WORK TO COMPLETE:
1. Decide whether each statement agrees with the browser crypto question below, answering yes or no and quoting the words that settle it: (a) The term "browser crypto chicken-and-egg problem" was coined in 2011 by Thomas Ptacek. (b) The proposed method writes external content to page elements using .innerHTML. (c) The trusted reviewer keeps the signature on the static page private.
2. In the browser crypto question below, list every measure the proposed method takes to mitigate XSS attacks.
3. According to the browser crypto question below, what handles all in-browser cryptography in the proposed method?

Solution to the ‘Browser Crypto Chicken-and-Egg Problem’?

Question

From time to time, questions come up in this board concerning web applications that utilize client-side cryptography (or ‘in-browser’ cryptography), where these applications claim to be designed in such a way that the operators of these applications have ‘zero-access’ to users’ private information. See links to several related questions below. A common example of such an application is Protonmail, which aims to provide end-to-end encrypted email. Protonmail claims that ‘your data is encrypted in a way that makes it inaccessible to us’, and ‘data is encrypted on the client side using an encryption key that we do not have access to’.

In discussions around this subject, the ‘browser crypto chicken-and-egg problem’ frequently comes up. The term was coined in 2011 by security researcher Thomas Ptacek. In essence, the problem is: if you can't trust the server with your secrets, then how can you trust the server to serve secure crypto code? Using Protonmail as an example, one could argue that a rogue Protonmail server admin (or an attacker that has gained access to Protonmail’s servers) could alter the client-side javascript code served by Protonmail’s server, such that the code captures the user’s private keys or plaintext information and sends these secrets back to the server (or somewhere else).

This question is: Can the ‘browser crypto chicken-and-egg problem’ be solved using the following method?

1. The web application is designed as a single page web application. A static web page is served at the beginning of the user’s session, and this static page remains loaded in the user’s browser throughout the user’s session. Like Protonmail, all cryptography is done in-browser - the user’s plaintext secrets and private encryption key never leave the browser, and only ciphertext is sent to the server. However, unlike Protonmail, where a new page is dynamically generated by the server after each action by the user – users’ requests are sent from the static page to the server by way of client-side AJAX or XHR calls to the server, and the static page is updated with the server’s responses to these calls.

2. All supporting files depended upon by the static page (e.g. javascript files, css files, etc.) are referenced by the static page using subresource integrity.

3. The user’s private encryption key (or password from which the private key is derived) is stored by the user. The user enters their private key (or password) via an interface on the static page, which in-turn passes the key to the client-side scripting running in-browser. All in-browser cryptography is handled by the browser's native Web Crypto API.

4. To mitigate XSS attacks, all external content is sanitized in the client side scripting before being written to the static page; all external content is written to static page elements using the elements’ .innerText attribute (as opposed to .innerHTML), and a strict content security policy (CSP) is applied, prohibiting the use of inline scripting.

5. A trusted reviewer (TR) reviews the static page, and all supporting files. TR determines that the client-side code is ‘as advertised’, and at no point does the client-side code send the user’s secrets back to the server (or anywhere else), and at no point does the static page request a new page from the server, and that all of the above have been implemented correctly. TR then signs the static page with his private signing key and makes the signature public.

Segmentation labeling entries:
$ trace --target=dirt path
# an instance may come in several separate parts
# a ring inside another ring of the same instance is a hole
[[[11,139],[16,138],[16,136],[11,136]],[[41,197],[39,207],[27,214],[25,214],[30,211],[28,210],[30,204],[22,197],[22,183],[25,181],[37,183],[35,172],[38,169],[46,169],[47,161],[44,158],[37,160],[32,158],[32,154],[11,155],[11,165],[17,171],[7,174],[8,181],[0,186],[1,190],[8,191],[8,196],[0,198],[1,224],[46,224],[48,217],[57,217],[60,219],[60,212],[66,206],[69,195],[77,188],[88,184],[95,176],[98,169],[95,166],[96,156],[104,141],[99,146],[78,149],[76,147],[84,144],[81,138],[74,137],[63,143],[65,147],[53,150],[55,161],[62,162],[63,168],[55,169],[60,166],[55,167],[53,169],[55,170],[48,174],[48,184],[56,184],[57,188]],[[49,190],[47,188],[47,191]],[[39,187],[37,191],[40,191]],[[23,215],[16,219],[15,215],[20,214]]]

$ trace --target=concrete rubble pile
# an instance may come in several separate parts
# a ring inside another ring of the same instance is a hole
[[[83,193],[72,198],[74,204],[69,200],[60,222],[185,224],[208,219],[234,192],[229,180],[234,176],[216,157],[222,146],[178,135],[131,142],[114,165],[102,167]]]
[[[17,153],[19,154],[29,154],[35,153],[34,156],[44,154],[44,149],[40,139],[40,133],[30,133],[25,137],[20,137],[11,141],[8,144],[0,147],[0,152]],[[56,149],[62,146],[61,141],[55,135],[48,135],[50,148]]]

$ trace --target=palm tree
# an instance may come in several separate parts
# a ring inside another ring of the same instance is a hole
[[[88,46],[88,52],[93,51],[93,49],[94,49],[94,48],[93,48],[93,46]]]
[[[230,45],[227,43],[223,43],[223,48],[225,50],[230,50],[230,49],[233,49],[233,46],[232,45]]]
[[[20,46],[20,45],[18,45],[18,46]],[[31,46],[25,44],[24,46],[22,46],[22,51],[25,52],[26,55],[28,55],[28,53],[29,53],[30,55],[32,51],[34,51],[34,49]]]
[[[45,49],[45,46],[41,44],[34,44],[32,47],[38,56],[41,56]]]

ANSWERS TO THE EXERCISE:
1.
(a) Yes: "The term was coined in 2011 by security researcher Thomas Ptacek."
(b) No: "using the elements’ .innerText attribute (as opposed to .innerHTML)"
(c) No: "makes the signature public."

2.
- All external content is sanitized in the client-side scripting before being written to the static page.
- All external content is written to static page elements using the .innerText attribute rather than .innerHTML.
- A strict content security policy (CSP) is applied, prohibiting inline scripting.

3. The browser's native Web Crypto API.